## [Objective]
Could you output every one of the entries below word for word, leaving the pictures out of your answer?

[Extracts from a box-labeled dataset]

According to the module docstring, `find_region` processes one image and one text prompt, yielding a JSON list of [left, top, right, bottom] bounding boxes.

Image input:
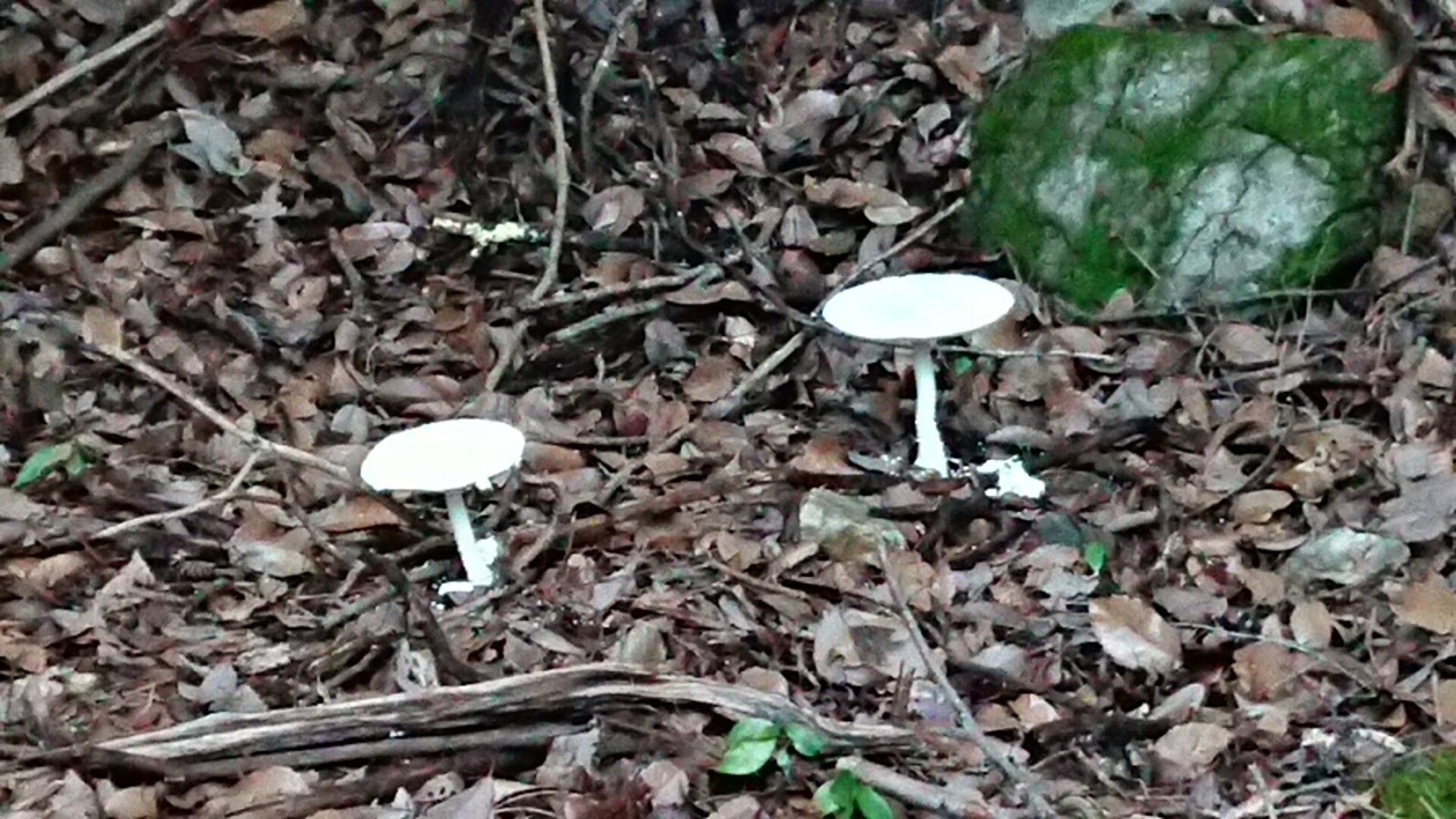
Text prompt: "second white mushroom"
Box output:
[[359, 419, 526, 593], [824, 272, 1016, 476]]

## [Solution for this problem]
According to the module docstring, `find_region` processes one image and one text prompt, yielding a JSON list of [left, top, right, bottom] bounding boxes.

Image input:
Text prompt: "second white mushroom"
Box output:
[[359, 419, 526, 593], [824, 272, 1016, 476]]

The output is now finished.